Textabschnitt —
○ ○ ○ ○ ○ ○ ○
Christian Wevelsiep ist Privatdozent für Politische Soziologie und arbeitet zudem als Lehrer in einer Förderschule mit dem Schwerpunkt emotionale und soziale Entwicklung.

Einleitung: Der Wert der Person für das heilpädagogische Denken


Heilpädagogik als personbezogene Disziplin – diese Überschrift wird niemanden überraschen, der sich praktisch oder theoretisch mit heilpädagogischen Fragen beschäftigt. Die traditionelle Bezeichnung Heilpädagogik steht bekanntlich als Oberbegriff für eine Praxis mit einem spezifischen »Auftrag«. Auch nach Jahren kritischer Diskussionen ist der Grundgedanke präsent, dass es im Zusammenhang einer heilpädagogischen Profession vor allem um soziale und personale Integration geht. Im Ausdruck des »Heils« ist eine tiefe Ambivalenz enthalten. Von Heilung zu sprechen, ist unter pädagogischen Voraussetzungen schwierig, wenn nicht gar ausgrenzend; doch im Wort »heil« ist eine durchaus wertvolle ganzheitliche Orientierung enthalten, die »einer drohenden personalen und sozialen Desintegration zu begegnen« versucht (Speck 2008, S. 19). Heilpädagogisches Handeln findet, ganz gleich, ob es sich mit psychoanalytischen, humanistischen oder systemischen Prinzipien verbindet, in dem positiven Auftrag, »den Menschen ganz werden zu lassen« (ebd.), eine unverzichtbare Legitimation.

Diese These ist nun keineswegs überraschend oder neuartig. Mit ihr soll keine ideologische Aussage unterstellt werden, sondern eher an ein solides Fundament erinnert werden, das für die Geschichte und die Gegenwart heilpädagogischen Handelns bestimmend ist – die Idee der Personorientierung.

In der Idee der Personenförderung kommt ein Motiv zum Ausdruck, das in den verschiedenen heilpädagogischen Kontexten entfaltet werden soll. Die Maxime der Personorientierung scheint auf den ersten Blick nichts anderes als eine überzeugende Strategie heilpädagogischer Praxis zu sein. Doch geht es hier um eine grundlegende Herangehensweise an die Heilpädagogik als Disziplin, als Praxis und als Profession. Im Mittelpunkt der Reflexionen steht die Frage nach dem pädagogischen Sinn personorientierter Beziehungsgestaltung, der bereits in der historischen Dimension zum Ausdruck kommt. Geschichte und Gegenwart, Praxis und Theorie, professionelle und soziologische Dimensionen sollen in verschiedenen Kapiteln beleuchtet werden, wobei im Hintergrund immer die Frage nach dem Eigenwert der Personorientierung steht.
○ ○ ○ ○ ○ ○ ○
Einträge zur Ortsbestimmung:

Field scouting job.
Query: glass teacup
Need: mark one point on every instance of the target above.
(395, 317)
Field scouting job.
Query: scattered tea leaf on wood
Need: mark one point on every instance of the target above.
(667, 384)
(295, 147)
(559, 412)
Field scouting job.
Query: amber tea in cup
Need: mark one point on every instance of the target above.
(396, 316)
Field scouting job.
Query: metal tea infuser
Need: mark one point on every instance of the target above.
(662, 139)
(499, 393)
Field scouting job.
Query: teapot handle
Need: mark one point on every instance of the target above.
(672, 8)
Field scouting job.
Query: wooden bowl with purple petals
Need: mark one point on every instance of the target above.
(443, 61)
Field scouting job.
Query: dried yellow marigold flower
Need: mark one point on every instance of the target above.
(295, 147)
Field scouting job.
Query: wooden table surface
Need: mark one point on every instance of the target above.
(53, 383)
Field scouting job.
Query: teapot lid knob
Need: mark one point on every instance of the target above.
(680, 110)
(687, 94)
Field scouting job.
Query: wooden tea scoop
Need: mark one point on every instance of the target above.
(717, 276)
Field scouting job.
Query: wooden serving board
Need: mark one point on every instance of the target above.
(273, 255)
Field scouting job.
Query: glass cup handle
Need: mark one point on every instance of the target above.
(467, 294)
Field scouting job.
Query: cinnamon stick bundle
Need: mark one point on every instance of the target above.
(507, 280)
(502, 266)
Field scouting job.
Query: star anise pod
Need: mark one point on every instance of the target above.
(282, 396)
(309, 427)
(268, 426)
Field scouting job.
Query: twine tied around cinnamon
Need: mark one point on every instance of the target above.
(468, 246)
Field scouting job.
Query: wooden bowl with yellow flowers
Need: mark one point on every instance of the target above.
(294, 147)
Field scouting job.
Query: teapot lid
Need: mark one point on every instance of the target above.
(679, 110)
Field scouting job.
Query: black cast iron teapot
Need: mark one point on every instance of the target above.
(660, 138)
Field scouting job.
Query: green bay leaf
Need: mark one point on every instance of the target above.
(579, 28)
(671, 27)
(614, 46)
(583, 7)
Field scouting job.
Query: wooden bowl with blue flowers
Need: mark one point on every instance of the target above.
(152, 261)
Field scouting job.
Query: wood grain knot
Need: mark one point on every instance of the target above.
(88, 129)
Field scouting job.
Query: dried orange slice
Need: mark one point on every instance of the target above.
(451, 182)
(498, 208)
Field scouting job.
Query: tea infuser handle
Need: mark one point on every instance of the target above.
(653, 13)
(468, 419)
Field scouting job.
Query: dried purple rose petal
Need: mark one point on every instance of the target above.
○ ○ ○ ○ ○ ○ ○
Schriftliche Aufgabe — Wiederhole wörtlich den Teil des Textabschnitts über Heilpädagogik, der mit „In der Idee“ beginnt und bis einschließlich „der Personorientierung steht.“ reicht. Die Datensätze sind gesondertes Material und gehören nicht zum Textabschnitt.

Die Lösung —
In der Idee der Personenförderung kommt ein Motiv zum Ausdruck, das in den verschiedenen heilpädagogischen Kontexten entfaltet werden soll. Die Maxime der Personorientierung scheint auf den ersten Blick nichts anderes als eine überzeugende Strategie heilpädagogischer Praxis zu sein. Doch geht es hier um eine grundlegende Herangehensweise an die Heilpädagogik als Disziplin, als Praxis und als Profession. Im Mittelpunkt der Reflexionen steht die Frage nach dem pädagogischen Sinn personorientierter Beziehungsgestaltung, der bereits in der historischen Dimension zum Ausdruck kommt. Geschichte und Gegenwart, Praxis und Theorie, professionelle und soziologische Dimensionen sollen in verschiedenen Kapiteln beleuchtet werden, wobei im Hintergrund immer die Frage nach dem Eigenwert der Personorientierung steht.